__Task to complete__
Select, from the data, each line where "coupler" occurs.

__Data to use__

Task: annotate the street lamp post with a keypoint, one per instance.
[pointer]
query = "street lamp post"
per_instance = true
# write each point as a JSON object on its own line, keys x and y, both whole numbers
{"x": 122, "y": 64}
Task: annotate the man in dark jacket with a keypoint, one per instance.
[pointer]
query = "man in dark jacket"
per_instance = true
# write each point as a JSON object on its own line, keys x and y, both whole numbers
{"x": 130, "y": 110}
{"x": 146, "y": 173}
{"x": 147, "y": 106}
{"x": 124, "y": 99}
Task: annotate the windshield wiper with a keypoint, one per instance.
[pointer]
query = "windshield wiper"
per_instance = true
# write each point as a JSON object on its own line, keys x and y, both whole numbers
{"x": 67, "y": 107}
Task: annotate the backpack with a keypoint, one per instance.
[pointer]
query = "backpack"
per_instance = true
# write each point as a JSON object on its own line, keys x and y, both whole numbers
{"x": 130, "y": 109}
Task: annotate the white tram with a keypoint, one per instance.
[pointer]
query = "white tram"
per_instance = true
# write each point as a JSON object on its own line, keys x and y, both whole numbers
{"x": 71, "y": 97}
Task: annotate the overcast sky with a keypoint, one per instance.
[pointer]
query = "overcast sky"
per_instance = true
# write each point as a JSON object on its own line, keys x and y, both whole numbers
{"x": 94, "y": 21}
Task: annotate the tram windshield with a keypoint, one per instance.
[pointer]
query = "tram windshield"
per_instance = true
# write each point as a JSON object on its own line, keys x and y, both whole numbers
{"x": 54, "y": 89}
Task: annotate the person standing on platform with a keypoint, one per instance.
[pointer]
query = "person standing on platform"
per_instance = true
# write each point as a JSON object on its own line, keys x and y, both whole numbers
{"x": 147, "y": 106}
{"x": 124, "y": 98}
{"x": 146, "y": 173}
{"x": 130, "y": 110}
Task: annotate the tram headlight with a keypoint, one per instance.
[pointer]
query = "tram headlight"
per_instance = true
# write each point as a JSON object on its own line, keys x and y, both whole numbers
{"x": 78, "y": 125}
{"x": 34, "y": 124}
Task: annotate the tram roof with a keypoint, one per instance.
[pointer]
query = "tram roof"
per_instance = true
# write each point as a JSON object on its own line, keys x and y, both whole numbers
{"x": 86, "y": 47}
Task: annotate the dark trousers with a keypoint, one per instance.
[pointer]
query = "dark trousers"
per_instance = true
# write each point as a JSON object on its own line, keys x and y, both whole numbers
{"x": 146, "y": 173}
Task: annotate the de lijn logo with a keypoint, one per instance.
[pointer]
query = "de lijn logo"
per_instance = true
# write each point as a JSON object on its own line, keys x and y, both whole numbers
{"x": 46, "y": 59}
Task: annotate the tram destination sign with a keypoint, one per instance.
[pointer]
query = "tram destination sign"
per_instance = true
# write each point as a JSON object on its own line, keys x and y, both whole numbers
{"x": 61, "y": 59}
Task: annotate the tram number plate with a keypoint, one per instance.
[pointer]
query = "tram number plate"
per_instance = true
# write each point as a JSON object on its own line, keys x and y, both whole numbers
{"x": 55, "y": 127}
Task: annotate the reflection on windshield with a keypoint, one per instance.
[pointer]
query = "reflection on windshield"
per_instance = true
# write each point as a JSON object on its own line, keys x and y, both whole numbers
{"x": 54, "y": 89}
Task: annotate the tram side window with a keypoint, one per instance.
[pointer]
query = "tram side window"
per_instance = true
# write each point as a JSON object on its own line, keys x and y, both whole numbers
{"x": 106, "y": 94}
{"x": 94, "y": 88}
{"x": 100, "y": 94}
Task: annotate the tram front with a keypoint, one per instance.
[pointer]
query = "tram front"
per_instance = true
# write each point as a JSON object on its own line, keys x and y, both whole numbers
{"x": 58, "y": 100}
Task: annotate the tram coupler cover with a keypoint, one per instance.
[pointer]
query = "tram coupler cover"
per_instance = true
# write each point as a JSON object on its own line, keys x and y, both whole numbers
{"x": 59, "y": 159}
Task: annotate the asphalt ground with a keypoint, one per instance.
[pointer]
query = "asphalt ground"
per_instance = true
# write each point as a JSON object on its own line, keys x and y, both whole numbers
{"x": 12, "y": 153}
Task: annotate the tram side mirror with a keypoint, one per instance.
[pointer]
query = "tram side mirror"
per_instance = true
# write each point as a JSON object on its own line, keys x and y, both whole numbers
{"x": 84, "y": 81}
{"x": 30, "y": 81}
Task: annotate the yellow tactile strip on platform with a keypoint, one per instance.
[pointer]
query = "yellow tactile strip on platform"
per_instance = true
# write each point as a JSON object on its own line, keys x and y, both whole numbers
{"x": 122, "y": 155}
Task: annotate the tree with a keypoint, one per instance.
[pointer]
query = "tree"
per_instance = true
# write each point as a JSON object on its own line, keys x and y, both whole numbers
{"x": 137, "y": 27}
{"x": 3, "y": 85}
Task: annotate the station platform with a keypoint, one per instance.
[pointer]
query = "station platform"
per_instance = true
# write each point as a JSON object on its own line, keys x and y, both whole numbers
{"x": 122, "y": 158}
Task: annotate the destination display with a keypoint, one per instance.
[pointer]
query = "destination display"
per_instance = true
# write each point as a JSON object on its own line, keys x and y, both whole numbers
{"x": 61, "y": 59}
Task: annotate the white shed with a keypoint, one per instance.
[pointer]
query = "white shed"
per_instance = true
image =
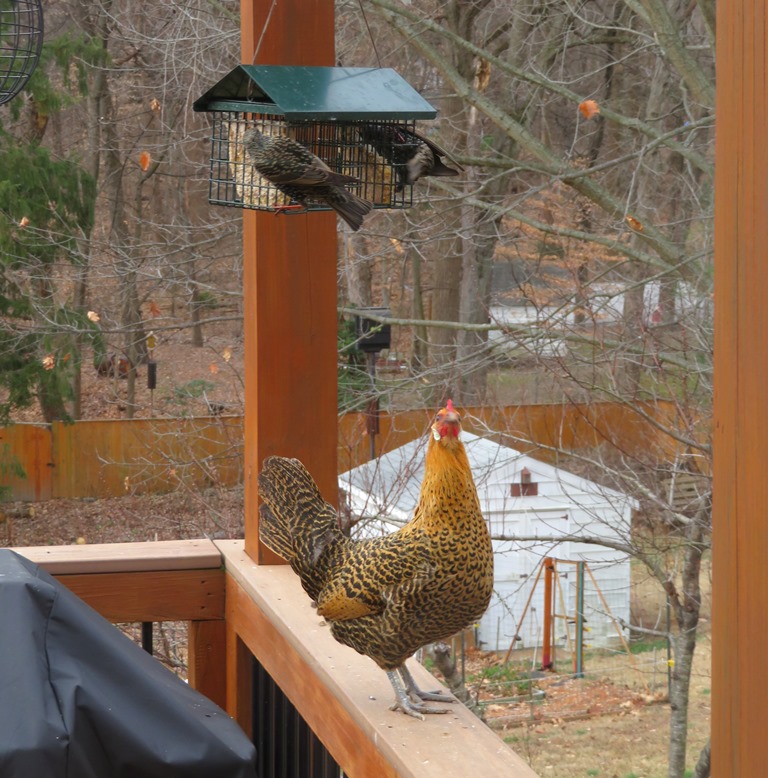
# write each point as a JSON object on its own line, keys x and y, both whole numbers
{"x": 521, "y": 497}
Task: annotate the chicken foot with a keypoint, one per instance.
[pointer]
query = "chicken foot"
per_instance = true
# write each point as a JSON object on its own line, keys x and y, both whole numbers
{"x": 406, "y": 691}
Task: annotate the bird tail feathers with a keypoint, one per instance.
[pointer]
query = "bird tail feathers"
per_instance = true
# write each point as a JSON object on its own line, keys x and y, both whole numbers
{"x": 351, "y": 208}
{"x": 295, "y": 521}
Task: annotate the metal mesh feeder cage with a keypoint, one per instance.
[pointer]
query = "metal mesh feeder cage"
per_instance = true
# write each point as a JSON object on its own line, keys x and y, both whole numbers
{"x": 21, "y": 40}
{"x": 358, "y": 121}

__Expected answer__
Task: annotate the tram coupler cover with a keypoint, one per instance.
query = "tram coupler cover"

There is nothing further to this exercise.